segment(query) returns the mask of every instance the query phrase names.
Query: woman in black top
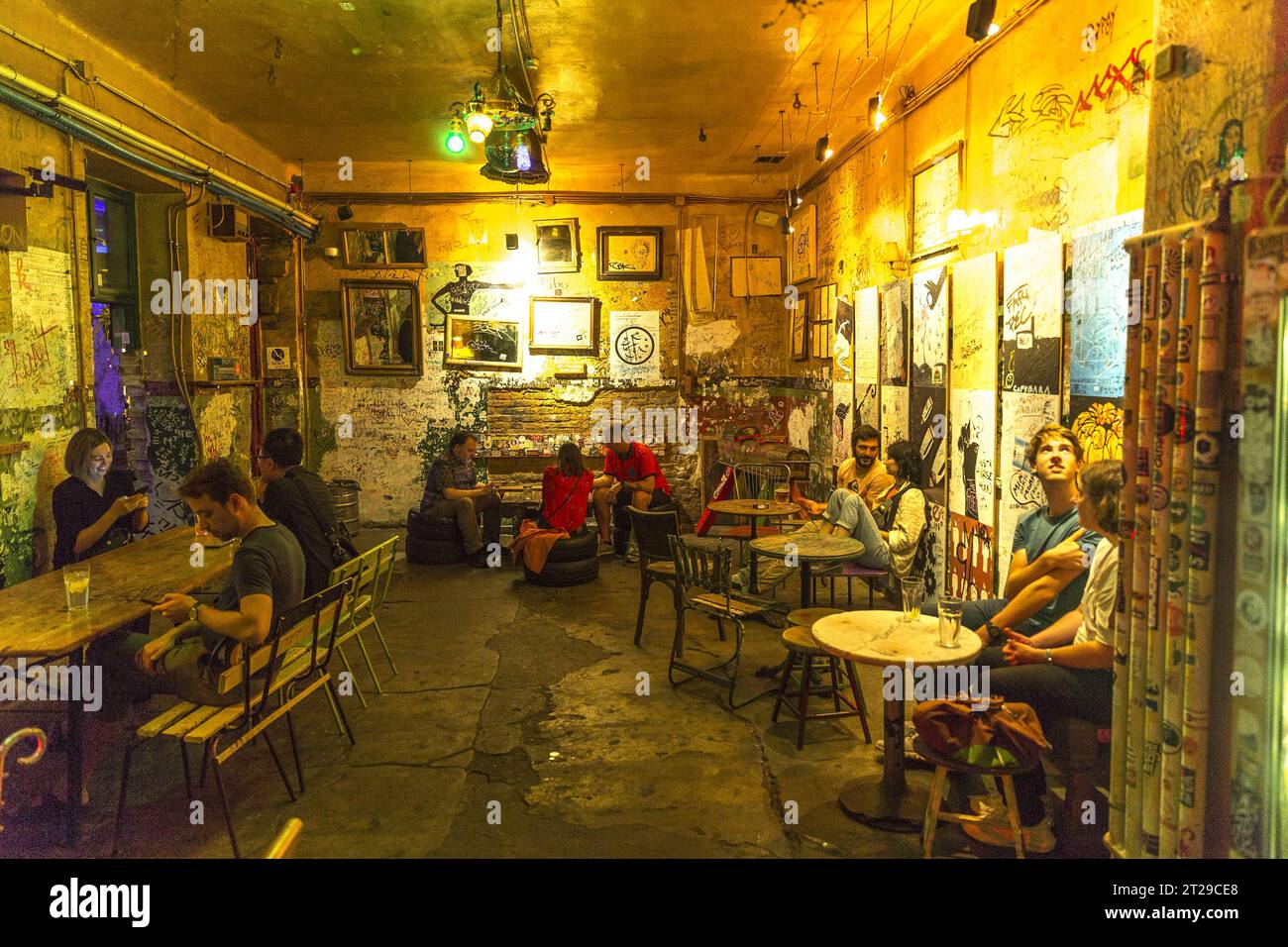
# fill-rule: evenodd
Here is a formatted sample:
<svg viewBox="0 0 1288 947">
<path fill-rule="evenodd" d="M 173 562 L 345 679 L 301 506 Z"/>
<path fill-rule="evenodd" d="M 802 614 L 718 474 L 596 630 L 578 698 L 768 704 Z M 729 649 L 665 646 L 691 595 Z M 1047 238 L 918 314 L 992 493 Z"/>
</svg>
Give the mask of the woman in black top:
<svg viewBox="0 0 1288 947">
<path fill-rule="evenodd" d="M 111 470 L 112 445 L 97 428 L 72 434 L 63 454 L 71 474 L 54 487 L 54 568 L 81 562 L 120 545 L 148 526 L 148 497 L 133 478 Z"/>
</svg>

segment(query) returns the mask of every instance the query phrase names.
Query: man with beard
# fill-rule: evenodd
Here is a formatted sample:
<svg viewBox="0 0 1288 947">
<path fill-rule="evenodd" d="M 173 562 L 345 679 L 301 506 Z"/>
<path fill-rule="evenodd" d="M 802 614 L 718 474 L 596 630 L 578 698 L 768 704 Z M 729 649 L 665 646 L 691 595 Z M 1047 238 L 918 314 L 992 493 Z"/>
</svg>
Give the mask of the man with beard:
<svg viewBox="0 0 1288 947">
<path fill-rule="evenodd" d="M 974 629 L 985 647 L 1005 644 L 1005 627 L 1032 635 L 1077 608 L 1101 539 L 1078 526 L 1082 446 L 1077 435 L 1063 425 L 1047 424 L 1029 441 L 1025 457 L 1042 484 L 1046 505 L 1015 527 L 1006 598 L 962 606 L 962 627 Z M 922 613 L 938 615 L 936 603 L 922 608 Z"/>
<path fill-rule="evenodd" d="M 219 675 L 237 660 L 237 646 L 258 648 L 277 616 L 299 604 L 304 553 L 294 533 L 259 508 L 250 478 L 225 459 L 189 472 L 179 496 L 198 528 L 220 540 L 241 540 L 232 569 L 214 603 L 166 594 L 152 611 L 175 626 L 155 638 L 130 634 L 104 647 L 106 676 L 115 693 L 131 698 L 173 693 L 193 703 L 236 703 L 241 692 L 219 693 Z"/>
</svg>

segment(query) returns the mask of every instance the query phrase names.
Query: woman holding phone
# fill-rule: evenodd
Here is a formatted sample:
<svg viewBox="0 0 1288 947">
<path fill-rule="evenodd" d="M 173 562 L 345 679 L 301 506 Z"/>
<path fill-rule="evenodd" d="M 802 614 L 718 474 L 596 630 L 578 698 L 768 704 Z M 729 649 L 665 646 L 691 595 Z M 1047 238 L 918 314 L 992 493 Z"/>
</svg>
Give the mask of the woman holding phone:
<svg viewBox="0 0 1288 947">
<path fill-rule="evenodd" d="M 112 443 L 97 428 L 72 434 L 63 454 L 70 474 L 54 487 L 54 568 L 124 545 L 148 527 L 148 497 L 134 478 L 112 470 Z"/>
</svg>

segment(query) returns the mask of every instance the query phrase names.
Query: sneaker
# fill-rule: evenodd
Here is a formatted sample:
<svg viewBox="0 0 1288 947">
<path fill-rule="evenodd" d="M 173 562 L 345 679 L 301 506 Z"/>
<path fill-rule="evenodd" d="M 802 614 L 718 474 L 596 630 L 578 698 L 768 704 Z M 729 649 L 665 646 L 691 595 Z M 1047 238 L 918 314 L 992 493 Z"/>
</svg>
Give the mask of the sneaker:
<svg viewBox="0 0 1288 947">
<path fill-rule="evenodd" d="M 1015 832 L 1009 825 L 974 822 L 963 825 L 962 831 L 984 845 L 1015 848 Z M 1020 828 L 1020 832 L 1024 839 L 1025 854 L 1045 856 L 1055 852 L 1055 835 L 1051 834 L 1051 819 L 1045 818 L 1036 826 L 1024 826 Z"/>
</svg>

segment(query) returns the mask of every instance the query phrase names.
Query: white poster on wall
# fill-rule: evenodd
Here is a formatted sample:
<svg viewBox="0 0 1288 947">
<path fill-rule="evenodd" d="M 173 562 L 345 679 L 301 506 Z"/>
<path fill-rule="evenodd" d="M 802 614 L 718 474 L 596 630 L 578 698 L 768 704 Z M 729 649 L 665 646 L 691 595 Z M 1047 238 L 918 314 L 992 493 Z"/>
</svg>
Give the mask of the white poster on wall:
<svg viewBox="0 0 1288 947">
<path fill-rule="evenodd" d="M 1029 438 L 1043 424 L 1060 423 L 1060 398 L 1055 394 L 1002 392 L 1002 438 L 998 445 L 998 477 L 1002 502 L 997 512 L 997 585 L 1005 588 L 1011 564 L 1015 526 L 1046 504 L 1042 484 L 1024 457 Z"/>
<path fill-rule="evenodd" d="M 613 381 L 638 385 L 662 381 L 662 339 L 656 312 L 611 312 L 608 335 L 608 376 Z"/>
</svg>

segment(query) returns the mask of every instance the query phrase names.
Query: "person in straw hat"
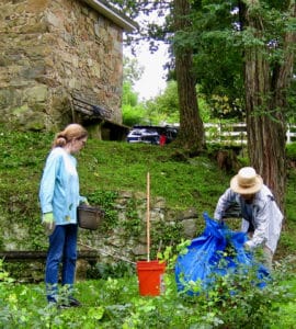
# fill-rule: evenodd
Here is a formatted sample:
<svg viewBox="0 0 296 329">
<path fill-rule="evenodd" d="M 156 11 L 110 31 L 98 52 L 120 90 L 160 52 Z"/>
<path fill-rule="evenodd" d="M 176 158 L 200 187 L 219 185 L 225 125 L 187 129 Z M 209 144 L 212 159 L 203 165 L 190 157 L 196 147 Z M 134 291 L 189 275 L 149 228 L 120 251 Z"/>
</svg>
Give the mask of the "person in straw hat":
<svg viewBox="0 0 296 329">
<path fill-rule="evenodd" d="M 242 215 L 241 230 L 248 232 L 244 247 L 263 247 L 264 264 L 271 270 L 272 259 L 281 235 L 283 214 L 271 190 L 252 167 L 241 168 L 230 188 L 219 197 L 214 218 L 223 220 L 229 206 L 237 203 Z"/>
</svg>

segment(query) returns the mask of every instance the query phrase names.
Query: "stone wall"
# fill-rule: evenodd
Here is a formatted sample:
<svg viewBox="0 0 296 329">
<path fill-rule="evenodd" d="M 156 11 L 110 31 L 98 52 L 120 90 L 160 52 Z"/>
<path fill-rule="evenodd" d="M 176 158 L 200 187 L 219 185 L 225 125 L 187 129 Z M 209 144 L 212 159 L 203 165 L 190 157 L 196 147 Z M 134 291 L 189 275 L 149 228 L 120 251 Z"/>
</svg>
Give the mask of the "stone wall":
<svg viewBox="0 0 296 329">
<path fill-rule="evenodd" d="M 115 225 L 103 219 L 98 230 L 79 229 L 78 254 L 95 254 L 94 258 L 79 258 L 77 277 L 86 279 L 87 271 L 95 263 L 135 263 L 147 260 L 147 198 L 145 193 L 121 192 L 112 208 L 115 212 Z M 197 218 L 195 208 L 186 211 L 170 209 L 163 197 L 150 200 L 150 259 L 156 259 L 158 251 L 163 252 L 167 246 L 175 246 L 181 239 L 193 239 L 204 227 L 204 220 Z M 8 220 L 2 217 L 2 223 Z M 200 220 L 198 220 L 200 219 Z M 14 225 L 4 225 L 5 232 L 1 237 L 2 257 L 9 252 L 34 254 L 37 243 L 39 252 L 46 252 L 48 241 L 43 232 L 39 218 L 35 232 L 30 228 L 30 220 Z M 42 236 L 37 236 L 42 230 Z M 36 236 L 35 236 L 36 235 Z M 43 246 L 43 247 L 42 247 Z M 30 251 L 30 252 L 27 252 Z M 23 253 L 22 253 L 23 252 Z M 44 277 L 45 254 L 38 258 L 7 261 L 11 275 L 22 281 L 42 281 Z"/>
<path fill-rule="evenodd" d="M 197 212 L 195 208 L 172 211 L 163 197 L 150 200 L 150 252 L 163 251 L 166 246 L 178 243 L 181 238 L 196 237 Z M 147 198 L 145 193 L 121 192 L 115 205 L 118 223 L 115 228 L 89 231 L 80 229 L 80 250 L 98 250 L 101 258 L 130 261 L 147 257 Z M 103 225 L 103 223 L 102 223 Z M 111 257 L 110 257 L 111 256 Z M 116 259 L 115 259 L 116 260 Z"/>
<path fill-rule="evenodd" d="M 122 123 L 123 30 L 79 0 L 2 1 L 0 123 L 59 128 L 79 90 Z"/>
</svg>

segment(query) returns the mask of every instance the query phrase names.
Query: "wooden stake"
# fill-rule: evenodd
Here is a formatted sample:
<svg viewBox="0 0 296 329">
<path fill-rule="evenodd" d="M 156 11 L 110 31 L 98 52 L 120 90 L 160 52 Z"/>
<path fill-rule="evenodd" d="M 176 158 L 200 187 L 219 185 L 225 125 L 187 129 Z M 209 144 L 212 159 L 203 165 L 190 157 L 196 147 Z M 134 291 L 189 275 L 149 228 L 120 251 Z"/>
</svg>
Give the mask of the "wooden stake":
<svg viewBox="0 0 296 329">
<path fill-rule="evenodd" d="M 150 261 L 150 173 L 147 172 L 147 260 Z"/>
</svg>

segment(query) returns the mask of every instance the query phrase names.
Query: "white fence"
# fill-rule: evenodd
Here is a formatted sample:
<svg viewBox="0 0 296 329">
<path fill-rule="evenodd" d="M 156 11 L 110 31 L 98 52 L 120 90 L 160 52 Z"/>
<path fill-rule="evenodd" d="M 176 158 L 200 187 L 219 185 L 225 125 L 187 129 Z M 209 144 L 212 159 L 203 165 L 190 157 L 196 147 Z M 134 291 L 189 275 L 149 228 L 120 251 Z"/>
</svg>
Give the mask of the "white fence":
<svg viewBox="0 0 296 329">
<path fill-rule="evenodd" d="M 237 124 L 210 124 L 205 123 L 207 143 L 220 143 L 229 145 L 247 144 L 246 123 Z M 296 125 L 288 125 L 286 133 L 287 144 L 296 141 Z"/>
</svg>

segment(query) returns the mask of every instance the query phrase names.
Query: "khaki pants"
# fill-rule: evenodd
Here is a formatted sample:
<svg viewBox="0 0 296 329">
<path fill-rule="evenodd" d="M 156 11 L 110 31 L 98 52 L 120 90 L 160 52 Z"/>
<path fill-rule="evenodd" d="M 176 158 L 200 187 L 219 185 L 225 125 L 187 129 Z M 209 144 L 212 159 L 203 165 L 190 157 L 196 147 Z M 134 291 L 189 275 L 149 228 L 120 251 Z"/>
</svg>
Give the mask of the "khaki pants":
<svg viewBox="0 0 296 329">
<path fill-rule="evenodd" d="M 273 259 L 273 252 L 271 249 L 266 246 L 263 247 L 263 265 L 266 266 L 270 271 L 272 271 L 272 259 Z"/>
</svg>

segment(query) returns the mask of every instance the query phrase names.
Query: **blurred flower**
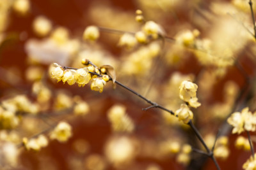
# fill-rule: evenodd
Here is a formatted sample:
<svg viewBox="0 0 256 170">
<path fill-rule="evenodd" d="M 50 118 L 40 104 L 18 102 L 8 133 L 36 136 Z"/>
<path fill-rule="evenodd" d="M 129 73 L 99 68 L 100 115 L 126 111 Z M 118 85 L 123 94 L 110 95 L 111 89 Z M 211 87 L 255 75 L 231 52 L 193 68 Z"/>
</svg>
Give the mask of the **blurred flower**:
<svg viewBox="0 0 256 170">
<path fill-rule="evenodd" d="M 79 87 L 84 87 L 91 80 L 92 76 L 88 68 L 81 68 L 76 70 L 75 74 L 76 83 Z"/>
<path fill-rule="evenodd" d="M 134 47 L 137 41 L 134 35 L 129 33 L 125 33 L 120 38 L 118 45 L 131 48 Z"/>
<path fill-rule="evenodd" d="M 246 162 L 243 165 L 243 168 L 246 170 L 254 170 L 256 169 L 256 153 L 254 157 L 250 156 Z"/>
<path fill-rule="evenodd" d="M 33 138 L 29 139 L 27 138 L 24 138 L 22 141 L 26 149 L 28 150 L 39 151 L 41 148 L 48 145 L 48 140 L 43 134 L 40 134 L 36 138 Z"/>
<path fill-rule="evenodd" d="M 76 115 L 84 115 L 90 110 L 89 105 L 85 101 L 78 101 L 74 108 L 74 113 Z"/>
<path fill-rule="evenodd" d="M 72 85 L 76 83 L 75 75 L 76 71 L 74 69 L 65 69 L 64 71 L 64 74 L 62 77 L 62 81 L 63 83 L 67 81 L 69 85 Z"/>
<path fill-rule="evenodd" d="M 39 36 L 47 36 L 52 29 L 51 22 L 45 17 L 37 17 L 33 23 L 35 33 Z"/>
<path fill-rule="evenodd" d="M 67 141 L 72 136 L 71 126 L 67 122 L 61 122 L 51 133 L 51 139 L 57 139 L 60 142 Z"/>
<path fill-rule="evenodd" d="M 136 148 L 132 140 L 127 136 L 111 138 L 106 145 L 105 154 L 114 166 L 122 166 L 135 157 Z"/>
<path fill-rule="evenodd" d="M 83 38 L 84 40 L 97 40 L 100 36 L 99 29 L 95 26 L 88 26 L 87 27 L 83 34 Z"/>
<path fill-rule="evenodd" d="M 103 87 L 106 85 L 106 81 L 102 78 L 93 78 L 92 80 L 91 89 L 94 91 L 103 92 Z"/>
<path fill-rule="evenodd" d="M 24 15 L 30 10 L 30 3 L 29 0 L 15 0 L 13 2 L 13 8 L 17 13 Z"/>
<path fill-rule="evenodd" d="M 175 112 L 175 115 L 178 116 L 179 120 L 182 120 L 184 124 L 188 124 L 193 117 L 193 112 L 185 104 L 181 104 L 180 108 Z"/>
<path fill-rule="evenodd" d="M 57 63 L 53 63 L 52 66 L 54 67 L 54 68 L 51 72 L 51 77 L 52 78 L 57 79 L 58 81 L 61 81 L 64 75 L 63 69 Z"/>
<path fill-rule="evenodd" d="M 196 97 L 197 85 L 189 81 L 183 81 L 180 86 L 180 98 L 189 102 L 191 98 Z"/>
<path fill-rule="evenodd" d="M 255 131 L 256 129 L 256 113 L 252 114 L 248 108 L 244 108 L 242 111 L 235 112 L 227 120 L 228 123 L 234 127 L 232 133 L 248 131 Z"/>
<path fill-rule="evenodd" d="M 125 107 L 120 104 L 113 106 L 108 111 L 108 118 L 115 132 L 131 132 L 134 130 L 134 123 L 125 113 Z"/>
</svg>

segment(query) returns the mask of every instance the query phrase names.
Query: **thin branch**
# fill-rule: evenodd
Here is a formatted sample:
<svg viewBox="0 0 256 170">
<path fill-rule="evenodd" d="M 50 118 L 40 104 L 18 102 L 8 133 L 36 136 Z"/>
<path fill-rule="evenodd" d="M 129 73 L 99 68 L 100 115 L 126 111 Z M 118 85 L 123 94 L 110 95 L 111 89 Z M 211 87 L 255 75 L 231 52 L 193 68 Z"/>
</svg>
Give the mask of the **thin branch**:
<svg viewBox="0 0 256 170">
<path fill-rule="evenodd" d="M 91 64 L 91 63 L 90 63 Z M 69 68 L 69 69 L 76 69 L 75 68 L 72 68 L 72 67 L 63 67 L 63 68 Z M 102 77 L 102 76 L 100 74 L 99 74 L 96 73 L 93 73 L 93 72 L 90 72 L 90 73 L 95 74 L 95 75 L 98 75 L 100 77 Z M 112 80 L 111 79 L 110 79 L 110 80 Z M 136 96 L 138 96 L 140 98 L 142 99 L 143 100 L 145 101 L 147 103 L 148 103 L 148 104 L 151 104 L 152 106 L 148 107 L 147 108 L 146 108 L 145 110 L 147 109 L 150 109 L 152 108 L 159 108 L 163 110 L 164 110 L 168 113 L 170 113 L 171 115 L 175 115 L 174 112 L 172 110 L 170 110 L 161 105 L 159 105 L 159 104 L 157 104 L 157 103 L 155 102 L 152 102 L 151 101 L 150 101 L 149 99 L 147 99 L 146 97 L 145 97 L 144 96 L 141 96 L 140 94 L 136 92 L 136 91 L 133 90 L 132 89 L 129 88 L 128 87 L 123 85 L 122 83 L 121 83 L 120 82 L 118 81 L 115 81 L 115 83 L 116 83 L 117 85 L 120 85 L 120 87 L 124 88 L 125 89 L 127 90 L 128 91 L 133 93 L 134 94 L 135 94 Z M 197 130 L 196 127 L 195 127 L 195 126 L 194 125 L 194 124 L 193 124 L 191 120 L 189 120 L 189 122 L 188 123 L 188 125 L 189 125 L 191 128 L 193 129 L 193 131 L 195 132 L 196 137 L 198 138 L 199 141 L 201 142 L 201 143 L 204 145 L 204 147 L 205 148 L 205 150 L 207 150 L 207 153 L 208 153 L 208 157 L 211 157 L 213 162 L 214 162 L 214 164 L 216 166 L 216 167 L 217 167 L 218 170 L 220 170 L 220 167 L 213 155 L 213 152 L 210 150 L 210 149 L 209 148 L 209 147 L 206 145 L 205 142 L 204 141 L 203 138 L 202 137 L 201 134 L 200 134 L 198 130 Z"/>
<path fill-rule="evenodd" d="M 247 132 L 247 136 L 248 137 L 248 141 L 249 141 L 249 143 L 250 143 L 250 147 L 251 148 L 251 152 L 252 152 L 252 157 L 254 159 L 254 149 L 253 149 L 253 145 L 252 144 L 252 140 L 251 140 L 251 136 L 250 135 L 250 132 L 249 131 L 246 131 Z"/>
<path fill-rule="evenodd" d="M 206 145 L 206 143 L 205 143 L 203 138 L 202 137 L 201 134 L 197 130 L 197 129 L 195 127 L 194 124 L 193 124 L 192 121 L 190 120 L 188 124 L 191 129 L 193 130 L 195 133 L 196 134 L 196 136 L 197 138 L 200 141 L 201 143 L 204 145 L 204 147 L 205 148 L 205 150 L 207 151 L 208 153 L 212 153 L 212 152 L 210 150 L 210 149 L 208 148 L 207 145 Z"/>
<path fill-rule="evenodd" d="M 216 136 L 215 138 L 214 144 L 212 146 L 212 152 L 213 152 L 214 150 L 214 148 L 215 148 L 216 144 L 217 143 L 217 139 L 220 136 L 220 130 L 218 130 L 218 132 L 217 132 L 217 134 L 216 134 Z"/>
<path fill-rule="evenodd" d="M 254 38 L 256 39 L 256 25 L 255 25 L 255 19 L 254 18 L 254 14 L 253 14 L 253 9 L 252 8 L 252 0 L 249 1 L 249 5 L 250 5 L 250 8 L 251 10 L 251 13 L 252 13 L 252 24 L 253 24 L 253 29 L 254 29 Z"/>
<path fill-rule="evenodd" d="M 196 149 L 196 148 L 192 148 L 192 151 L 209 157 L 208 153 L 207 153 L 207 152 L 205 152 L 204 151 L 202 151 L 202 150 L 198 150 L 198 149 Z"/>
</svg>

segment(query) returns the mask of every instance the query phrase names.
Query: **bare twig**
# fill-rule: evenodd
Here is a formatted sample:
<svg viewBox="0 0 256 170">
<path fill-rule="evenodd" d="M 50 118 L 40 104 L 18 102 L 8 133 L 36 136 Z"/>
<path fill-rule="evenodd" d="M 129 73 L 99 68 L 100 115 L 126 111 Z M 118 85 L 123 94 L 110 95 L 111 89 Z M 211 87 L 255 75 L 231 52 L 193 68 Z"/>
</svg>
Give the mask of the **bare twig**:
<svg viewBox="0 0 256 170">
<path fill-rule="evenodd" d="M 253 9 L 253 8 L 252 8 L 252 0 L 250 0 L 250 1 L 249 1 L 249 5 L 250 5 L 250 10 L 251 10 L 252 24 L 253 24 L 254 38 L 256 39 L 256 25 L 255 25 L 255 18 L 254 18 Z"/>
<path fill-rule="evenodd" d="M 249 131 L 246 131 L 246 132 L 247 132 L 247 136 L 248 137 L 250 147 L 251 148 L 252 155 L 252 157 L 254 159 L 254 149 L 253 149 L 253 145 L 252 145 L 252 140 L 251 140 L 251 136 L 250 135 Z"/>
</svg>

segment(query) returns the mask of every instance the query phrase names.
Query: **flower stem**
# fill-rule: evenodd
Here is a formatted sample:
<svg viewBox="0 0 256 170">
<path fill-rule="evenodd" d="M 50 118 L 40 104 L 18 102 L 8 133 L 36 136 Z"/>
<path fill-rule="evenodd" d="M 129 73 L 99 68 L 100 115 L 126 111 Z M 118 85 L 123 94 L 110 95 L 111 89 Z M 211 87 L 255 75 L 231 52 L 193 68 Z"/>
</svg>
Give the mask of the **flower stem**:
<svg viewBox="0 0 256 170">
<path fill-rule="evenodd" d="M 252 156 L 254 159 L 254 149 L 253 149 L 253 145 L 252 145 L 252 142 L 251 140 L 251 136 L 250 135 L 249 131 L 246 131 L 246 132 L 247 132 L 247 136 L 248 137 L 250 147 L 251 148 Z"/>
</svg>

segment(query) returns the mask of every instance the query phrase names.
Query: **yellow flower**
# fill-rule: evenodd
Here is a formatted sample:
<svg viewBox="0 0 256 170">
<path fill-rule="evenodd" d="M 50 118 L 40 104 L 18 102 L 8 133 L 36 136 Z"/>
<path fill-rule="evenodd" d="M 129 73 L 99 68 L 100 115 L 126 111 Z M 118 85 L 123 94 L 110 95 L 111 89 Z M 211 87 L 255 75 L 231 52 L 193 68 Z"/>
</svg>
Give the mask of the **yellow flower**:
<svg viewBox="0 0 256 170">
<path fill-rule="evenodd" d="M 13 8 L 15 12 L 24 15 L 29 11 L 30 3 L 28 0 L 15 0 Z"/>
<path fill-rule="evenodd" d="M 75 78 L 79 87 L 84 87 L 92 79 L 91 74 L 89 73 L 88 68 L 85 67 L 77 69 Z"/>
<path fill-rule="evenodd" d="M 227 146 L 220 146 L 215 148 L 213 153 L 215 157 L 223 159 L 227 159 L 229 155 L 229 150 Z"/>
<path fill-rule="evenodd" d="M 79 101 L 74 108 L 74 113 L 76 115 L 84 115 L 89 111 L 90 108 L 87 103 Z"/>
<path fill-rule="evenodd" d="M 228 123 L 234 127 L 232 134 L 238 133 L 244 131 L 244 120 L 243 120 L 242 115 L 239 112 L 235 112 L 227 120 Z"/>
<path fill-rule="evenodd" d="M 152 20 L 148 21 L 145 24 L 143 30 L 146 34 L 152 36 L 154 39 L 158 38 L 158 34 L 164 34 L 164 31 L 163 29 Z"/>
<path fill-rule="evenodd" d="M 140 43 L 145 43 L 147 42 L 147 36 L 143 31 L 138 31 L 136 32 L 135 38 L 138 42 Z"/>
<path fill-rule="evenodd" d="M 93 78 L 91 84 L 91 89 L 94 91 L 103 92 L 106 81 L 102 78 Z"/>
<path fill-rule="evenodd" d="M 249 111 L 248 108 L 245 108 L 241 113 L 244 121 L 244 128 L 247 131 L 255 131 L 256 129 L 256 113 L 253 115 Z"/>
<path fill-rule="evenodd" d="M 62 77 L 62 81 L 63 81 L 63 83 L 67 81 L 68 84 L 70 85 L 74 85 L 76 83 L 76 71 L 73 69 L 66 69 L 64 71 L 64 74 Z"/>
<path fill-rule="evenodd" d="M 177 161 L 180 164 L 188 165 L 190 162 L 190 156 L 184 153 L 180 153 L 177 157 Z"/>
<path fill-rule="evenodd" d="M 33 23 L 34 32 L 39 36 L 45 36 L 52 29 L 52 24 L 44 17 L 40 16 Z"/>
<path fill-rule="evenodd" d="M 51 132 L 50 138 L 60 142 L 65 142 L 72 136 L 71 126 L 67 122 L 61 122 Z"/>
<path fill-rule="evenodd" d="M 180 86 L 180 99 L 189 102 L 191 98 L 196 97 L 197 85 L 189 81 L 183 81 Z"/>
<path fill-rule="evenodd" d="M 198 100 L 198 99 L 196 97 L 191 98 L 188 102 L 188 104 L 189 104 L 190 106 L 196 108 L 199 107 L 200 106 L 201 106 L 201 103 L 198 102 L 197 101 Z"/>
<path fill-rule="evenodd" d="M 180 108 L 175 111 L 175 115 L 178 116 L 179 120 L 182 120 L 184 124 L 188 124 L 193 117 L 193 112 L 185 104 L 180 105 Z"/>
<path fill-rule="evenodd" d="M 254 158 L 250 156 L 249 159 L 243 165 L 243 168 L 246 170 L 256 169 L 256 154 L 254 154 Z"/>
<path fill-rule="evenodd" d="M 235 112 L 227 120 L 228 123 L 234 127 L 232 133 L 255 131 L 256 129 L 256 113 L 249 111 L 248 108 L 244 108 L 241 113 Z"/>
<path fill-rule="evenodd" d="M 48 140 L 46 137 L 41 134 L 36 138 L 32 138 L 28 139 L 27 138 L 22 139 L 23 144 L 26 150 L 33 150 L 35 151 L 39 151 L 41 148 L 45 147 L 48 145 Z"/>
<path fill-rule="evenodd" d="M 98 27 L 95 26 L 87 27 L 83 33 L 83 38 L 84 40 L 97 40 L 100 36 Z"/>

★ ★ ★ ★

Extract every line of the data above that contains the word "black", treating uppercase and lowercase letters as different.

SOLVED PROBLEM
Query: woman in black top
Give the mask of the woman in black top:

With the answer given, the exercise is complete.